(Point annotation records)
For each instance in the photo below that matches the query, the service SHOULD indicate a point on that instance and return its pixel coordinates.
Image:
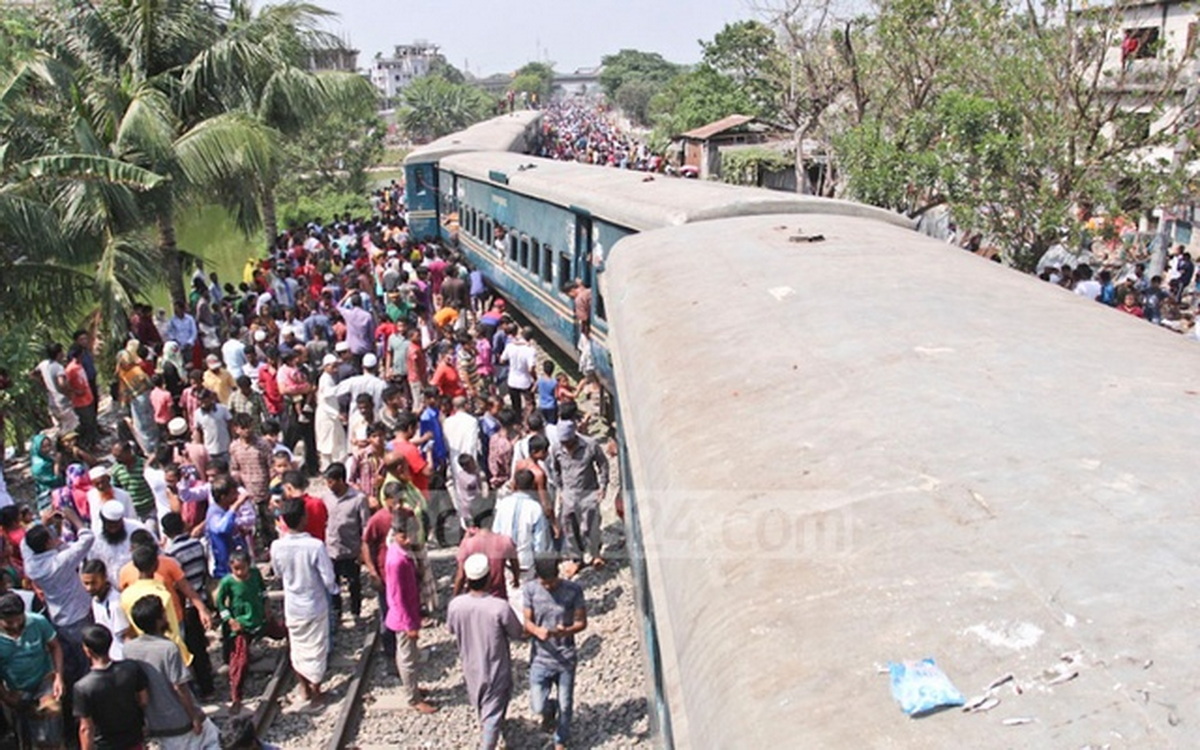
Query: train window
(564, 271)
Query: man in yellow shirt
(219, 379)
(145, 559)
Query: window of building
(1140, 43)
(1134, 126)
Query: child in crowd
(241, 604)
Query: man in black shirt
(111, 697)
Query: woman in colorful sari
(135, 393)
(43, 466)
(73, 496)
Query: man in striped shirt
(129, 474)
(193, 561)
(250, 463)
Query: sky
(499, 36)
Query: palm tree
(67, 213)
(136, 105)
(282, 96)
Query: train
(534, 226)
(846, 445)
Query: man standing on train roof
(580, 471)
(582, 297)
(483, 627)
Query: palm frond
(87, 167)
(227, 147)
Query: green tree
(634, 99)
(1021, 148)
(696, 99)
(634, 65)
(292, 101)
(150, 76)
(748, 52)
(71, 245)
(435, 107)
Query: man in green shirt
(241, 601)
(31, 671)
(129, 474)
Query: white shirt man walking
(307, 574)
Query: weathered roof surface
(503, 133)
(639, 201)
(707, 131)
(879, 448)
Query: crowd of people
(1163, 301)
(353, 353)
(586, 133)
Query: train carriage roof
(879, 448)
(640, 201)
(507, 132)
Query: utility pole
(1188, 121)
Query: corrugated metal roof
(707, 131)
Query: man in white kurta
(307, 575)
(328, 423)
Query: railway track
(333, 725)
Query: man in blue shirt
(31, 671)
(221, 523)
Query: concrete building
(583, 82)
(1156, 48)
(408, 63)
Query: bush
(322, 204)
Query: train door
(583, 249)
(421, 196)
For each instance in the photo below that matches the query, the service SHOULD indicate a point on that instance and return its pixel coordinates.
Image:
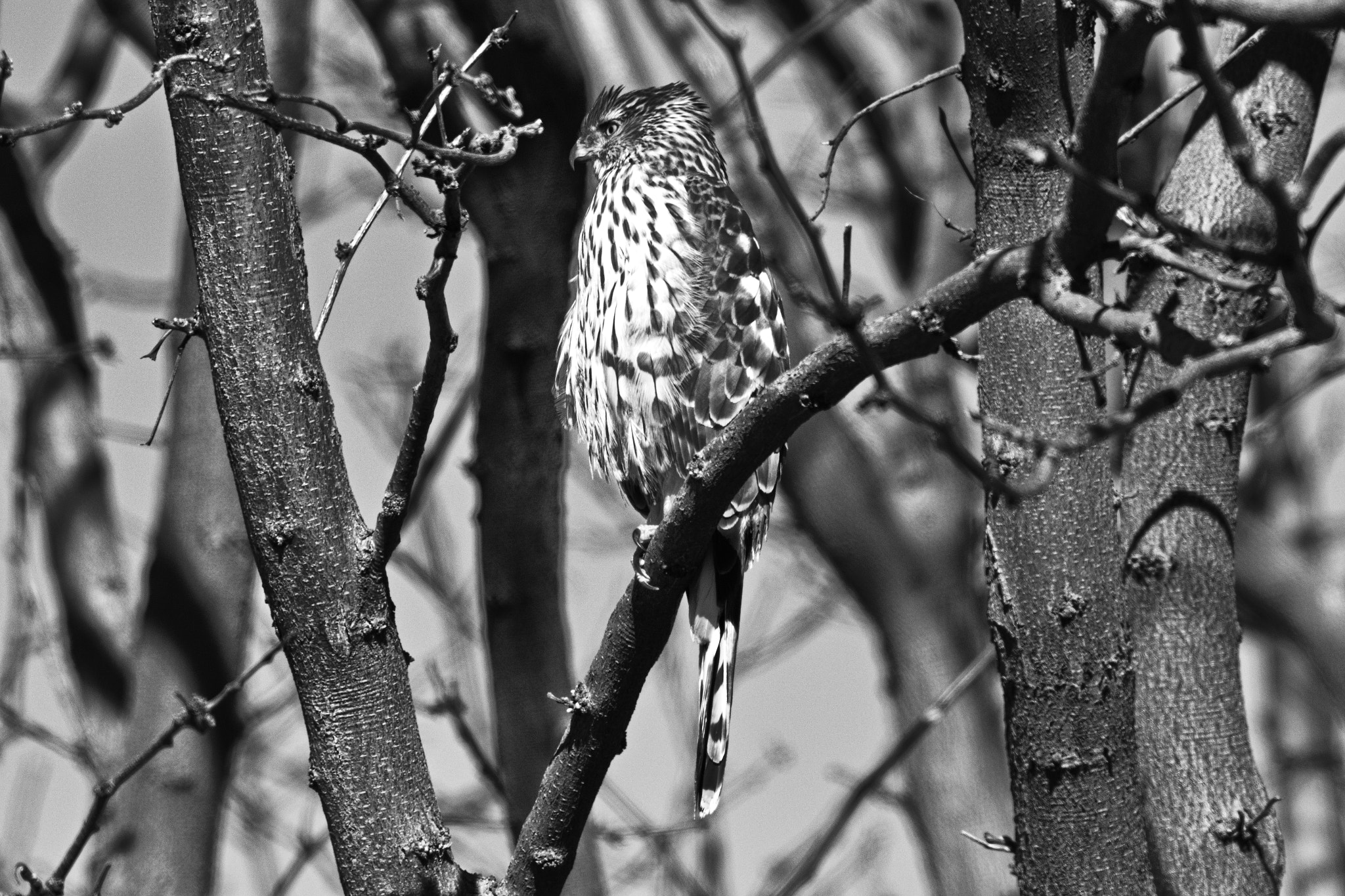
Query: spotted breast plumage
(676, 324)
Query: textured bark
(1180, 499)
(643, 618)
(519, 448)
(60, 449)
(318, 561)
(163, 829)
(1056, 609)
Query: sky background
(801, 725)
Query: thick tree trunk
(908, 557)
(318, 561)
(1180, 489)
(1056, 605)
(519, 448)
(163, 829)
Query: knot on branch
(1070, 608)
(927, 319)
(1242, 828)
(195, 712)
(1072, 762)
(280, 532)
(1149, 566)
(580, 700)
(431, 848)
(549, 857)
(188, 32)
(38, 887)
(369, 629)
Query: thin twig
(1255, 354)
(309, 847)
(732, 47)
(112, 114)
(1168, 105)
(953, 144)
(1324, 373)
(1312, 316)
(198, 715)
(845, 129)
(428, 113)
(77, 753)
(822, 844)
(820, 23)
(450, 702)
(443, 340)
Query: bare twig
(77, 753)
(1324, 373)
(198, 715)
(732, 47)
(1312, 313)
(309, 847)
(825, 840)
(820, 23)
(443, 340)
(188, 327)
(850, 123)
(112, 114)
(953, 144)
(1254, 354)
(436, 450)
(1168, 105)
(450, 702)
(427, 116)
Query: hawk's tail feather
(716, 606)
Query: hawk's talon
(642, 535)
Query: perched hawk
(674, 327)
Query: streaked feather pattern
(674, 327)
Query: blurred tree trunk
(1180, 488)
(61, 453)
(323, 570)
(163, 830)
(519, 448)
(1056, 609)
(899, 524)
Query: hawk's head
(667, 125)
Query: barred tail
(716, 602)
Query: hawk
(676, 324)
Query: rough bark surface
(327, 591)
(163, 828)
(1180, 499)
(519, 446)
(1056, 610)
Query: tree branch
(443, 340)
(643, 618)
(910, 739)
(850, 123)
(198, 715)
(1313, 313)
(427, 114)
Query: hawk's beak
(579, 154)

### TO BE DONE
Recast every line of the rows above as a numbered list, leaving out blank lines and the pictures.

### CORRECT ANSWER
1. For each instance in the photo below that matches the query, the service SHOULD indicate a point on that instance and return its pixel coordinates.
2. Image:
3. Query: train window
4. (564, 271)
5. Query: man in yellow shirt
6. (219, 379)
7. (145, 559)
8. Query: window of building
9. (1140, 43)
10. (1134, 126)
11. Query: child in crowd
12. (241, 604)
13. Query: man in black shirt
14. (111, 697)
15. Query: woman in colorful sari
16. (135, 393)
17. (43, 466)
18. (73, 496)
19. Query: man in striped shirt
20. (129, 474)
21. (193, 561)
22. (250, 463)
23. Query: sky
24. (499, 36)
25. Query: palm tree
26. (67, 213)
27. (136, 105)
28. (282, 96)
29. Query: train
30. (534, 226)
31. (846, 445)
32. Query: man standing on train roof
33. (580, 471)
34. (582, 297)
35. (483, 627)
36. Query: palm frond
37. (87, 167)
38. (227, 147)
39. Query: green tree
40. (634, 99)
41. (1021, 148)
42. (696, 99)
43. (634, 65)
44. (292, 101)
45. (150, 76)
46. (748, 52)
47. (71, 245)
48. (435, 107)
49. Query: man in green shirt
50. (241, 601)
51. (31, 671)
52. (129, 474)
53. Query: white shirt man walking
54. (307, 574)
55. Query: weathered roof surface
56. (503, 133)
57. (639, 201)
58. (707, 131)
59. (879, 448)
60. Query: crowd of people
61. (1163, 301)
62. (353, 353)
63. (586, 133)
64. Query: train carriage roof
65. (879, 448)
66. (640, 201)
67. (507, 132)
68. Query: utility pole
69. (1188, 121)
70. Query: corrugated metal roof
71. (707, 131)
72. Query: man in white kurta
73. (307, 575)
74. (328, 423)
75. Query: railway track
76. (333, 725)
77. Query: man in blue shirt
78. (31, 671)
79. (221, 523)
80. Query: concrete building
81. (583, 82)
82. (1156, 48)
83. (408, 63)
84. Query: bush
85. (322, 204)
86. Query: train door
87. (583, 249)
88. (421, 196)
89. For each instance in the photo below that matches the query, the service SHOULD indicate a point on that instance and return its pixel coordinates.
90. Image:
91. Query: spotted breast plumage
92. (676, 324)
93. Query: textured bark
94. (1180, 499)
95. (643, 618)
96. (519, 448)
97. (60, 449)
98. (318, 561)
99. (163, 829)
100. (1056, 609)
101. Query: sky background
102. (801, 725)
103. Query: thick tree trunk
104. (908, 557)
105. (318, 561)
106. (1180, 489)
107. (1056, 605)
108. (519, 448)
109. (163, 829)
110. Query: knot on branch
111. (1070, 608)
112. (927, 319)
113. (1242, 828)
114. (195, 712)
115. (1072, 762)
116. (280, 532)
117. (1149, 566)
118. (580, 700)
119. (431, 848)
120. (549, 857)
121. (188, 32)
122. (38, 887)
123. (369, 629)
124. Query: thin twig
125. (1255, 354)
126. (309, 847)
127. (732, 47)
128. (112, 114)
129. (1168, 105)
130. (953, 144)
131. (1324, 373)
132. (1312, 316)
133. (198, 715)
134. (845, 129)
135. (428, 113)
136. (77, 753)
137. (822, 844)
138. (820, 23)
139. (450, 702)
140. (443, 340)
141. Query: bare twig
142. (77, 753)
143. (1324, 373)
144. (198, 715)
145. (732, 47)
146. (1312, 313)
147. (309, 847)
148. (825, 840)
149. (820, 23)
150. (443, 340)
151. (188, 327)
152. (850, 123)
153. (112, 114)
154. (953, 144)
155. (1254, 354)
156. (436, 450)
157. (1168, 105)
158. (450, 702)
159. (427, 116)
160. Query: hawk's tail feather
161. (716, 606)
162. Query: hawk's talon
163. (642, 535)
164. Query: perched hawk
165. (674, 327)
166. Query: streaked feather pattern
167. (674, 327)
168. Query: blurred tree trunk
169. (1180, 488)
170. (61, 453)
171. (323, 570)
172. (163, 830)
173. (519, 448)
174. (1056, 609)
175. (899, 524)
176. Query: hawk's head
177. (667, 125)
178. Query: barred tail
179. (716, 602)
180. Query: hawk
181. (676, 324)
182. Query: rough bark surface
183. (327, 591)
184. (163, 828)
185. (1180, 499)
186. (519, 446)
187. (1056, 610)
188. Query: tree branch
189. (443, 340)
190. (643, 618)
191. (910, 739)
192. (850, 123)
193. (198, 715)
194. (1313, 313)
195. (427, 114)
196. Query: hawk's beak
197. (579, 154)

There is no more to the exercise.